TASK TO CARRY OUT -> Quote every line of the data below as it stands, omitting pictures.

ROWS ->
• • • • • • •
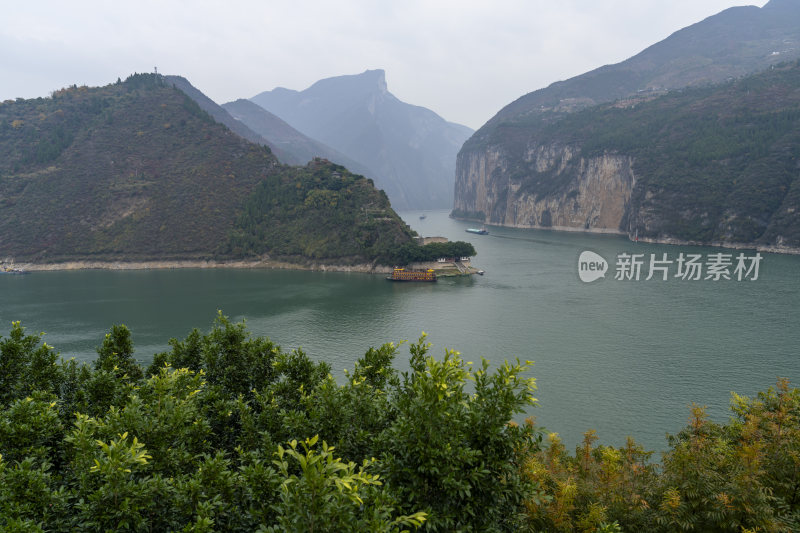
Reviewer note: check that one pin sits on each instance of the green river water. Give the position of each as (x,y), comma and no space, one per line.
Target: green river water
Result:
(621,357)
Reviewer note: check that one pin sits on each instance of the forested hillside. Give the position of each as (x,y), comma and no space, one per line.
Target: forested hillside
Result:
(137,171)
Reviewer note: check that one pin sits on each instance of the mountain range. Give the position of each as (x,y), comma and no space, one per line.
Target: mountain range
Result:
(137,171)
(408,150)
(645,147)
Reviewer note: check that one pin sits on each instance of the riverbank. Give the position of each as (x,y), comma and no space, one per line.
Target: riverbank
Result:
(152,265)
(775,249)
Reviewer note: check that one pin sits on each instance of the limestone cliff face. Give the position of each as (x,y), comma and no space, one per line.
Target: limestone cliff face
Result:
(549,186)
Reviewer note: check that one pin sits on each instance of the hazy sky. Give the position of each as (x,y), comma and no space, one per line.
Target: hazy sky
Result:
(463,59)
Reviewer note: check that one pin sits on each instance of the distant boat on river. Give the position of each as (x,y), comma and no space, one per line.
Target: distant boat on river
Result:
(482,231)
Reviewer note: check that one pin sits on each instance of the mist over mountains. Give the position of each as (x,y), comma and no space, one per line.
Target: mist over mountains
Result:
(682,142)
(409,150)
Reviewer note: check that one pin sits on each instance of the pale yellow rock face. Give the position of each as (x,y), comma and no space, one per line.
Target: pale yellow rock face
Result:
(592,196)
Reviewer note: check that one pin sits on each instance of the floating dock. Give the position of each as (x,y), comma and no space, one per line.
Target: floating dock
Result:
(401,274)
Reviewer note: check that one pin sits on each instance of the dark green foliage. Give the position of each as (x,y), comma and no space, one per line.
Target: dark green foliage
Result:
(246,437)
(138,171)
(320,212)
(712,164)
(412,252)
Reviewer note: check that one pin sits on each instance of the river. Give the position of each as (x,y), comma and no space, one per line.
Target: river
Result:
(623,357)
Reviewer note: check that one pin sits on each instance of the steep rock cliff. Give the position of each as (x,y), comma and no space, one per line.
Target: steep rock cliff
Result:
(672,158)
(584,194)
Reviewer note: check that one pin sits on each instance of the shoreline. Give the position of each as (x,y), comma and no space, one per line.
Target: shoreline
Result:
(786,250)
(199,263)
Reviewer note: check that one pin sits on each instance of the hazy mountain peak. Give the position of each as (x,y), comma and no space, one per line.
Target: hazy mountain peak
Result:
(410,149)
(792,5)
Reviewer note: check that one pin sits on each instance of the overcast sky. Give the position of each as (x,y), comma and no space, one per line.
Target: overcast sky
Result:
(464,60)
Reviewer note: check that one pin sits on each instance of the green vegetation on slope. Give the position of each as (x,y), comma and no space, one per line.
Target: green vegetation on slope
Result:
(318,212)
(137,171)
(712,164)
(226,432)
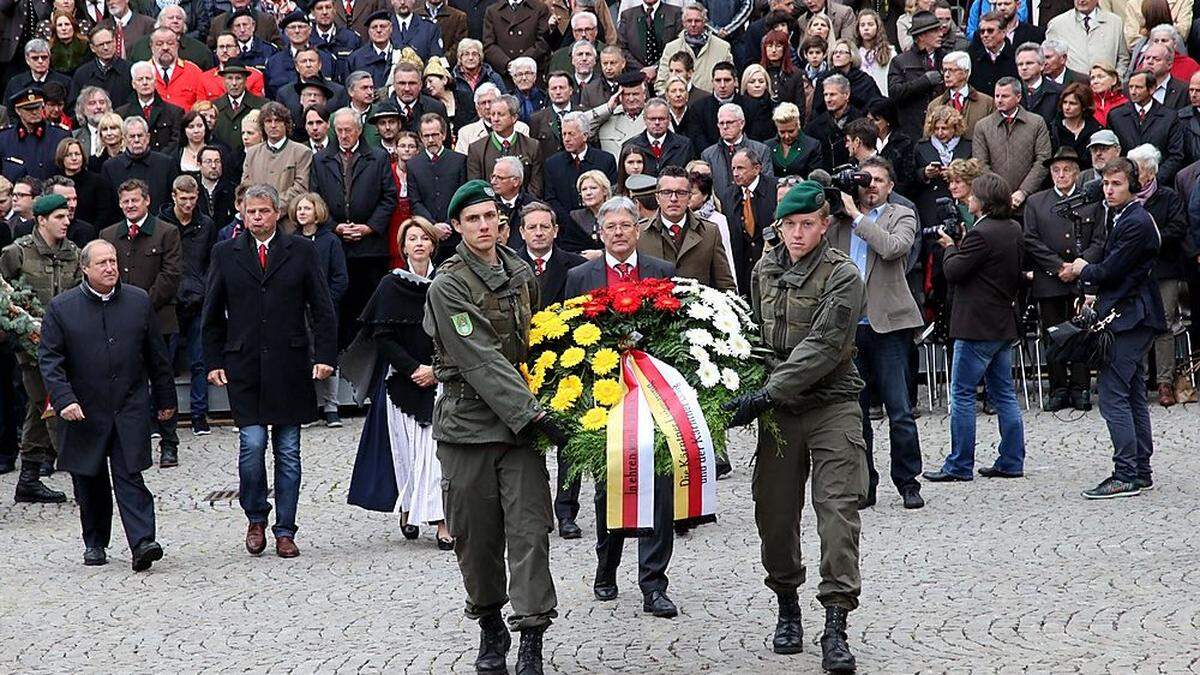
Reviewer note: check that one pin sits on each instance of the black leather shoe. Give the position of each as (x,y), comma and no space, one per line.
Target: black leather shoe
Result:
(145,554)
(912,499)
(1059,400)
(493,645)
(569,530)
(605,592)
(942,477)
(835,656)
(659,604)
(789,632)
(993,472)
(529,652)
(93,557)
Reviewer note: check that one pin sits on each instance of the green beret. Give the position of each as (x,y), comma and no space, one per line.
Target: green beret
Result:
(803,198)
(472,192)
(47,204)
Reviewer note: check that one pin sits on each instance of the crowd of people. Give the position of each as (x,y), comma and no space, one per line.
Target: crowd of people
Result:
(281,189)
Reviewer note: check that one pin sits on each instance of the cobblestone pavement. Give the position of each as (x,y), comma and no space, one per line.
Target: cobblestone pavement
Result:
(993,575)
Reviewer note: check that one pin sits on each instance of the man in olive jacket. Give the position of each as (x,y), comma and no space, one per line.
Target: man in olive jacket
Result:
(497,490)
(809,298)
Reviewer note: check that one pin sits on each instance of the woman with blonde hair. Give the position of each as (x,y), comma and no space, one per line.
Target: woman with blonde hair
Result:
(582,234)
(396,469)
(757,102)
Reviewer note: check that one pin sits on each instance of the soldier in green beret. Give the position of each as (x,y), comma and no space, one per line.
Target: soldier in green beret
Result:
(49,263)
(496,484)
(809,298)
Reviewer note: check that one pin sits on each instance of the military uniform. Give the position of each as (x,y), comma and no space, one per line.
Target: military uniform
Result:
(48,270)
(495,483)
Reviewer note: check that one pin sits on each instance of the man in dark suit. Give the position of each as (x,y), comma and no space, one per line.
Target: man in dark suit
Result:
(100,350)
(545,125)
(505,141)
(754,210)
(141,162)
(1123,282)
(433,175)
(1041,95)
(151,257)
(358,185)
(269,332)
(162,118)
(621,262)
(1145,120)
(563,169)
(667,148)
(407,96)
(645,29)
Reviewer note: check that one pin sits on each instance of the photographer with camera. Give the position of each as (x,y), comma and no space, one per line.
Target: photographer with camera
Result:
(879,236)
(1054,236)
(985,274)
(1127,297)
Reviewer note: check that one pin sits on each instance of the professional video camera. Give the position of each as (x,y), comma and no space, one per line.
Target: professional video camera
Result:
(1090,193)
(948,221)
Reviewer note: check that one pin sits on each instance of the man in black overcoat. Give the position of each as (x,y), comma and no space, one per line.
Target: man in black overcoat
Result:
(263,286)
(100,347)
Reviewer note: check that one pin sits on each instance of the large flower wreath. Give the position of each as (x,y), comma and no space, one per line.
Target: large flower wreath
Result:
(639,372)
• • • • • • •
COMPLETED EXERCISE ->
Reviewer note: check that one pin sits on each instance of the green river water. Give the position of each as (x,y), comma and no space, one per line.
Target: green river water
Result:
(621,357)
Reviewer note: check that one pin sits on each instance of the forested hillside. Give the position of each as (x,y), comma and no space, one per line.
Target: forested hillside
Result:
(137,171)
Reviewer note: check that one pin sits on each instance of the mountain range. Give the position of each as (x,y), comma and no space, one per line.
Target: mountain range
Result:
(137,171)
(408,150)
(645,147)
Reviewer note: check that one pin sits on each instance of the riverbank. Give the position of each as (x,y), comma and no space, one per line.
Target: riverbank
Result:
(152,265)
(775,249)
Reviewer note: check that one pin sits on each instance of the limestone cliff face. Give the position of each as (x,y), comma and no space, one per line.
Target: limestone cliff face
Result:
(549,186)
Reviewer note: check that one pin sits on each instance of the hazy sky. Give the position of each as (x,y), comma and no space, one per line.
Target: hazy sky
Result:
(463,59)
Reviewer note: check that one pin sits on each instance of the distant boat on river. Give the position of each as (x,y), comma and no space, one per line.
Target: distant boat on river
Result:
(482,231)
Reviewer note: check that one pin sits on each instance of the mist over mountains. Give the position of each as (x,y), comma and no space, one per line.
Target: mist over mountains
Result:
(682,142)
(409,150)
Reviewer note: check that one pin sits on each instance of the pale yellow rock face. Give the position of each as (x,y), comma and no space, one per line.
Target: pale yellow rock face
Result:
(592,196)
Reviewer note: check that one pin sits on each instance of the floating dock. Give the position of each as (x,y), comma and no space, one per line.
Target: floating dock
Result:
(401,274)
Reviewer note: check that one pin sits on each instance of the dark green foliage. Give the position of each as (x,y), comma and no space, one per line.
Target: dark green foliage
Result:
(246,437)
(138,171)
(320,212)
(712,164)
(412,252)
Reviewer note: check that one pin sits on each instance of the river. Give the position of each as (x,y), comma and no space, one per line.
Target: river
Result:
(623,357)
Reviewer note: check that one pin sits on each instance of the steep rock cliff. Give the position of each as (x,y), comma and no space, one per line.
Target: steep rock cliff
Result:
(672,158)
(584,194)
Reviewer note: check that one pin sits on each instance of the shoreline. Give the position of each as (x,y), comma and no space, one per line.
Target: shoreline
Result:
(786,250)
(199,263)
Reviewer note: check that one pin sits on each instance of the hazy mountain peak. Give the position of each as (x,y), comma and no space, one per line.
Target: hazy mountain peak
Result:
(410,149)
(792,5)
Reviewer note: check that one pin sits on each instance of the overcast sky. Give the position of each as (x,y), comma and no space, one per line.
Target: overcast sky
Result:
(464,60)
Reviewer note: check that one pin sits on each instance of the green vegetation on slope. Give the position of each as (x,y), comma and no space, one per line.
Target: green vegetation on slope
Result:
(318,212)
(137,171)
(712,164)
(226,432)
Reviewer note: check that one pin sits on each instance of the black leather shoe. Give the position of each as (x,y), comma and no space, one per line.
Target: black leather shoe
Result:
(145,554)
(912,499)
(1059,400)
(493,645)
(569,530)
(605,592)
(942,477)
(835,656)
(659,604)
(789,632)
(993,472)
(529,652)
(93,557)
Reviewer note: check that one pin sits on each instance of the green beret. Give the position of each as (x,y), comma and no space, one per line.
Target: green beret
Result:
(803,198)
(472,192)
(47,204)
Reviewer note: check that one pin sits on each instance of the crowd of people. Give the position of each as (x,y), comma and no space, one per line.
Target: crowd of people
Result:
(281,189)
Reviewer note: check that one pin sits on each instance of the cobblestone pavement. Give the position of each as (x,y), comma and no space, one per line.
Target: cobblestone pavement
Result:
(993,575)
Reviewer note: check that one pin sits on each instance of the man in olive jacket. Give the position of each as (x,y), comma and no space, one per line.
Target: man in olive jacket
Result:
(497,490)
(809,298)
Reviewer note: check that one pin sits on each instance of the woman with blonde hair. Give the position of each as (x,y), comma and no space, one per line.
Target: woman with blonde hair
Result:
(582,234)
(396,469)
(757,102)
Reviewer note: check that one pin sits on each instance of the soldier in green beret. Give the position of each as (x,y), comma and no space, one per line.
Target: soldier in green beret
Result:
(49,263)
(496,484)
(809,298)
Reviewer note: check that one pin sits on each instance of the military uniform. Give the position of each as (x,y), comma and no space, one per line.
Target: military uniform
Result:
(48,270)
(495,483)
Reviewer note: check that one pin sits on each instance of the man in dark suit. Give the position of each as (x,y), comma and no space, one per line.
Target: man in dark suit
Result:
(100,350)
(545,125)
(505,141)
(754,210)
(141,162)
(1123,282)
(433,175)
(1041,95)
(151,257)
(358,185)
(269,332)
(162,118)
(621,262)
(1145,120)
(563,169)
(667,148)
(407,96)
(645,29)
Reviewer note: check that one pin sits on each instance of the photographer with camera. Give the position of each as (x,y), comma and no space, one per line.
Target: photographer with camera
Result:
(879,236)
(1054,236)
(985,274)
(1127,297)
Reviewer note: check that one pin sits on each instance of the professional video camera. Give the position of each as (x,y), comma and no space, one per line.
Target: professional video camera
Result:
(1090,193)
(948,221)
Reviewer note: check that one pin sits on each instance of the man in black overcoat. Give the position of each as (x,y), comma and no space, one per line.
Target: man in black overcoat
Result:
(263,286)
(100,347)
Reviewer note: check that one pin sits on each instance of the large flower wreath. Give the position of each as (x,y), comma and no space, one per line.
Target: large flower wreath
Result:
(639,372)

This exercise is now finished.